• Work to be completed
Will you quote all of the entries, word for word?

Extracted records
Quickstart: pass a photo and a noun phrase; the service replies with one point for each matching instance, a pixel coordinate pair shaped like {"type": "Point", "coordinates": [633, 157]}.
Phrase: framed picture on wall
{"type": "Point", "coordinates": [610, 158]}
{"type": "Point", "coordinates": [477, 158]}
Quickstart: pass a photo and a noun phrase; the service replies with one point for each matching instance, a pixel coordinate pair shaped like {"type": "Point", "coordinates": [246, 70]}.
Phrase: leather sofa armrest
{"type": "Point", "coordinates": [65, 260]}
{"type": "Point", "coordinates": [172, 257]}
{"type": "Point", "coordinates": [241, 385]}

• Task output
Quickstart: pass a photo and a noun phrase; the service replies with one point for each matching instance, a pixel coordinate pair shaped like {"type": "Point", "coordinates": [633, 157]}.
Phrase: framed picture on wall
{"type": "Point", "coordinates": [610, 158]}
{"type": "Point", "coordinates": [477, 158]}
Quickstart: pass a photo and a noun phrase; the service replies with one point for each matching instance, a pixel coordinate pair shaped like {"type": "Point", "coordinates": [246, 70]}.
Phrase: leather sofa armrest
{"type": "Point", "coordinates": [65, 260]}
{"type": "Point", "coordinates": [172, 257]}
{"type": "Point", "coordinates": [241, 385]}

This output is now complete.